§ Written task:
Report every line of the data below that contains the string "privacy", copying each line in full. Case counts.

⟨

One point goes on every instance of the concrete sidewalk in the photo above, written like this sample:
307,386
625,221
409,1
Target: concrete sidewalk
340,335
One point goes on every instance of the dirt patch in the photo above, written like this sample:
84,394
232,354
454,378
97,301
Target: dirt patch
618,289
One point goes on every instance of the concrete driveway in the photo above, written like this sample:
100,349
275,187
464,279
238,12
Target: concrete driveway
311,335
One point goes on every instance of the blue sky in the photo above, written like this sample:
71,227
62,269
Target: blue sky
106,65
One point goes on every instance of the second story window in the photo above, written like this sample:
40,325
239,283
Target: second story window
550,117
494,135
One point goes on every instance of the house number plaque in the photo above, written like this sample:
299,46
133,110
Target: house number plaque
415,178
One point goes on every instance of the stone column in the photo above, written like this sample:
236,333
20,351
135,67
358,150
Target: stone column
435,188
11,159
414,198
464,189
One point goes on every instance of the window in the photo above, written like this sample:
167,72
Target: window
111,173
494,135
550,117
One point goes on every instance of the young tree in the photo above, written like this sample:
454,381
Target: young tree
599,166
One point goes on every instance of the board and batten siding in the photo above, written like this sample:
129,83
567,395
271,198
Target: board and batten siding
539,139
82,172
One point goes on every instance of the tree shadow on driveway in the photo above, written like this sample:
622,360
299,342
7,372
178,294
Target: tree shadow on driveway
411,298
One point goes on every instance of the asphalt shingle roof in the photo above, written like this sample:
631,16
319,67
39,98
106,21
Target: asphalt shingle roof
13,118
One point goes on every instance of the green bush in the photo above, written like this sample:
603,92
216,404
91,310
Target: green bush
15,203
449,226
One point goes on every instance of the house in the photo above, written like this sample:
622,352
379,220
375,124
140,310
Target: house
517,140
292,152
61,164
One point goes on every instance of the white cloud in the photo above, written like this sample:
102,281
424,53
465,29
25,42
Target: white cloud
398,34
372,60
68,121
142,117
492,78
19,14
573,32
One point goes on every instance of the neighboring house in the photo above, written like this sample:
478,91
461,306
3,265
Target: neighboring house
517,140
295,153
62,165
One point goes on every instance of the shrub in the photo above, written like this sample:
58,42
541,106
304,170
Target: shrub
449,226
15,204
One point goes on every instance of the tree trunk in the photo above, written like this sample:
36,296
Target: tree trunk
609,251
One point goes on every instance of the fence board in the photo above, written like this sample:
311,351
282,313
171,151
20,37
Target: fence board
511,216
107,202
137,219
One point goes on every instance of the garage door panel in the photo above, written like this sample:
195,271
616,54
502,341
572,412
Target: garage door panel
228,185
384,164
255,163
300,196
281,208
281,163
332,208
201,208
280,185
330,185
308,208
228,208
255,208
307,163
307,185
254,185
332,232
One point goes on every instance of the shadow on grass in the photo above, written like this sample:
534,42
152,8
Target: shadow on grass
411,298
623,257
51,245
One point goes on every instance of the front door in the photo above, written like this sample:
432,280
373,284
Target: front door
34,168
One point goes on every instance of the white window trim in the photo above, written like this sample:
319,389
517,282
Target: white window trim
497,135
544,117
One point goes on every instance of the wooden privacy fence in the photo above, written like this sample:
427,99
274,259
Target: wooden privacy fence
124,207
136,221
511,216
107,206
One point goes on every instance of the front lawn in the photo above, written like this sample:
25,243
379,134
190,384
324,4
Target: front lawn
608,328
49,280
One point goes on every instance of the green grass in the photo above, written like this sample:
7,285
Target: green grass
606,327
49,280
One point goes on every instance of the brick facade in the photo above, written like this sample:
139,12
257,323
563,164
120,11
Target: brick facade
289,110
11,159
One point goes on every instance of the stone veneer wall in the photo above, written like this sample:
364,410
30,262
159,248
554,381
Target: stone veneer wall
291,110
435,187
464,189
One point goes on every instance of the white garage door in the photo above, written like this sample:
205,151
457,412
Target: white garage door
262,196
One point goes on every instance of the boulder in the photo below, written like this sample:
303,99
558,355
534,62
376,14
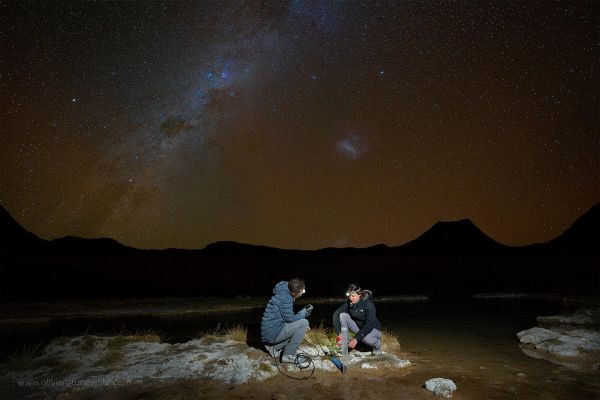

⟩

§ Task response:
One point goes on every instance of the wooden privacy fence in the photo above, written like this sample:
Target: wooden privacy fence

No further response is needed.